Document excerpt:
☆ ☆ ☆

Most Masses are delivered in Tok Pisin, which serves as the nation’s most prominent language. English is also an official language, but is spoken by just a small minority.
Officially, more than 96 percent of PNG’s population is Christian. However, many also believe in magic, including sorcery. In fact, until the Sorcery Act was repealed in 2013 (following the viral video of a 20-year-old woman being stripped and burned at the stake in front of a crowd), people had legitimate legal grounds for attacking someone suspected of perpetrating witchcraft.
In 2014, the Catholic Bishops’ Conference of Papua New Guinea and Solomon Islands held an event titled “Church and Media – A Joint Reflection on Sorcery” in order to discuss this longstanding societal problem. And Arnold Orowae, the bishop of Wabag in the remote Enga Province, has threatened excommunication for any Catholics who partake in a witch hunt.
Those accused of sorcery are generally women, and there is often a misogynistic, sexually-charged element to the grizzly punishments given to suspected sorcerers, who might be banished, mutilated, or killed in a torturous manner.

☆ ☆ ☆

What to work on:
• 1. According to the excerpt on religion in Papua New Guinea, in what year was the Sorcery Act repealed?
• 2. Condense the paragraph of the excerpt on religion in Papua New Guinea that begins "In 2014, the Catholic Bishops’ Conference" into a shorter version that keeps its main facts.
• 3. Copy the excerpt on religion in Papua New Guinea from "In 2014, the" up to and including "a witch hunt.".

Point localization data
☆ ☆ ☆

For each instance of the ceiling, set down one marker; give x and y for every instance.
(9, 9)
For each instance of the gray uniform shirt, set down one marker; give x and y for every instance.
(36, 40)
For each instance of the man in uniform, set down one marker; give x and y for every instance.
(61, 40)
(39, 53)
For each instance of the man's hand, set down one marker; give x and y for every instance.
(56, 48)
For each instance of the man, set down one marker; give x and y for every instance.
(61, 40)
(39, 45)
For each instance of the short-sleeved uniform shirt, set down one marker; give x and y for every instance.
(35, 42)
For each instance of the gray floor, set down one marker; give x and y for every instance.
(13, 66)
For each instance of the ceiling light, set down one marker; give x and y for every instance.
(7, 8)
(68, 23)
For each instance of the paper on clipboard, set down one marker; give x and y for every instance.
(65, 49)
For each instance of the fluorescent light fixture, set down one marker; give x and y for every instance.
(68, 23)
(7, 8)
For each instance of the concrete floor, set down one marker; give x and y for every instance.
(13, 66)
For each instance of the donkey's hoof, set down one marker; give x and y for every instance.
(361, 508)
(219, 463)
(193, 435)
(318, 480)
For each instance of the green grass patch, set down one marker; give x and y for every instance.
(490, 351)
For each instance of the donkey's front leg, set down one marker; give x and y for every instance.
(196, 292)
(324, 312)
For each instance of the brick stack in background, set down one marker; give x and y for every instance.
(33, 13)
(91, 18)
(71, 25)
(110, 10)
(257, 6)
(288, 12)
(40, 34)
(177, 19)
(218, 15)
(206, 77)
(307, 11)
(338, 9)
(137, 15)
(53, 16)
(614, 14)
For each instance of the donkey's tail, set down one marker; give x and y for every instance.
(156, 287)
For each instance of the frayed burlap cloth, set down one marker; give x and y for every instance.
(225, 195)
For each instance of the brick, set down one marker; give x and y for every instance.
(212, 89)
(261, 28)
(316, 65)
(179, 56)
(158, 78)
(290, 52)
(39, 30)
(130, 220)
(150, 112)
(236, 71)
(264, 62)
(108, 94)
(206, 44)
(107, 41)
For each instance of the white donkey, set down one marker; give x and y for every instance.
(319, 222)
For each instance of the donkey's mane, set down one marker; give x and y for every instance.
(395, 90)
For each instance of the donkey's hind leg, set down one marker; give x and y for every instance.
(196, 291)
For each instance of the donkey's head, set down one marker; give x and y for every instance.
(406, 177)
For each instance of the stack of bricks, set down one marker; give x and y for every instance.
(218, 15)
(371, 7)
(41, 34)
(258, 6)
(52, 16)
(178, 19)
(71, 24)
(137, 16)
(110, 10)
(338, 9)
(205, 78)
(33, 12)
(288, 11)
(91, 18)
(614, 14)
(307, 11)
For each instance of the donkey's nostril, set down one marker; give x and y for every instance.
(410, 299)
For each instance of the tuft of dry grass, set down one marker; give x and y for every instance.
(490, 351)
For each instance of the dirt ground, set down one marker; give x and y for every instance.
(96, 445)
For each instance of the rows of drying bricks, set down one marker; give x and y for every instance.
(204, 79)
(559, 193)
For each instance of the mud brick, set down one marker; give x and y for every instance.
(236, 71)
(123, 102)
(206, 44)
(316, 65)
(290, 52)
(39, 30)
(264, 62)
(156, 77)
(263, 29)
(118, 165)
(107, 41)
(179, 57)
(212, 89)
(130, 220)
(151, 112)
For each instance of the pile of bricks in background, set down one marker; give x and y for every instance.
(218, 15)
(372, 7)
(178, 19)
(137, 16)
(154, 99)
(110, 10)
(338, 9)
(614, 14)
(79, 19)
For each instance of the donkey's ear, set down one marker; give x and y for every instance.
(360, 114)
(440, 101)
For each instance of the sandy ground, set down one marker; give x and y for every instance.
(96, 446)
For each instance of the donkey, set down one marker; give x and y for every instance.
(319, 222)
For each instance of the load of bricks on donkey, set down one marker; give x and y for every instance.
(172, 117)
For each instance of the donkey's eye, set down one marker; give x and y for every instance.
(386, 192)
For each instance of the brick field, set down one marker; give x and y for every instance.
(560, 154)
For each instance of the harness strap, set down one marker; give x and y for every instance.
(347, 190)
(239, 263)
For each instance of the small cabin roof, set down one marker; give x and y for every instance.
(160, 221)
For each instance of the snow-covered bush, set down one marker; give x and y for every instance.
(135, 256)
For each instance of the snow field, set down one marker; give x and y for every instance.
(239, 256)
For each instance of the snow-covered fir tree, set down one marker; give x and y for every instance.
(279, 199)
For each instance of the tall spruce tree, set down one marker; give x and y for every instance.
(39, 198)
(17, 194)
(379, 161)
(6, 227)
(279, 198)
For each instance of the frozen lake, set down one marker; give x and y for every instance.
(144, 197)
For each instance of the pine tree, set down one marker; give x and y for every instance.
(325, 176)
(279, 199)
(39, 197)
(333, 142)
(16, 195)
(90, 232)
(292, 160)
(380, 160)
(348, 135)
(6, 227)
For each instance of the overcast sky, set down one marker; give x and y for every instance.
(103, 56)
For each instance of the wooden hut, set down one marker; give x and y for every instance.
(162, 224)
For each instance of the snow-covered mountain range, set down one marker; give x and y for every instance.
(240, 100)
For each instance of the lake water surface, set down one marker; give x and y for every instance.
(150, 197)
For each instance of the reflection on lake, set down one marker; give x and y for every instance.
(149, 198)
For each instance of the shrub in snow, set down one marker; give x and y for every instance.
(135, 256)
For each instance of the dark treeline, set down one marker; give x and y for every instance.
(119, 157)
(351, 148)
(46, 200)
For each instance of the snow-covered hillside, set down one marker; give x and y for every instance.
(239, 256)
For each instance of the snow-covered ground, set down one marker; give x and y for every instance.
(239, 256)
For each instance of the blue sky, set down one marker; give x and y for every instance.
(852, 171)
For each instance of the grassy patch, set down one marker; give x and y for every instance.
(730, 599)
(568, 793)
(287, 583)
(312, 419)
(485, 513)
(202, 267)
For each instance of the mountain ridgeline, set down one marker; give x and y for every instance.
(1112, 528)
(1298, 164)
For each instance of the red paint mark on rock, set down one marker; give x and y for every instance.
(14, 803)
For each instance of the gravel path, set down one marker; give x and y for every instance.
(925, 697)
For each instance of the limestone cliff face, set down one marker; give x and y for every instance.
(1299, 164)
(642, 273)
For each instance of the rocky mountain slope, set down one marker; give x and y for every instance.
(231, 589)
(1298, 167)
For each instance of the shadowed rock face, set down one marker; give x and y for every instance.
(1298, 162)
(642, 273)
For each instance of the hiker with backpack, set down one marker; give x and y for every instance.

☆ ☆ ☆

Task-by-task solutions:
• 1. 2013

• 2. In 2014, the Catholic Bishops’ Conference of Papua New Guinea and Solomon Islands held "Church and Media – A Joint Reflection on Sorcery" to discuss the problem. Arnold Orowae, bishop of Wabag in Enga Province, has threatened to excommunicate Catholics who join a witch hunt.

• 3.
In 2014, the Catholic Bishops’ Conference of Papua New Guinea and Solomon Islands held an event titled “Church and Media – A Joint Reflection on Sorcery” in order to discuss this longstanding societal problem. And Arnold Orowae, the bishop of Wabag in the remote Enga Province, has threatened excommunication for any Catholics who partake in a witch hunt.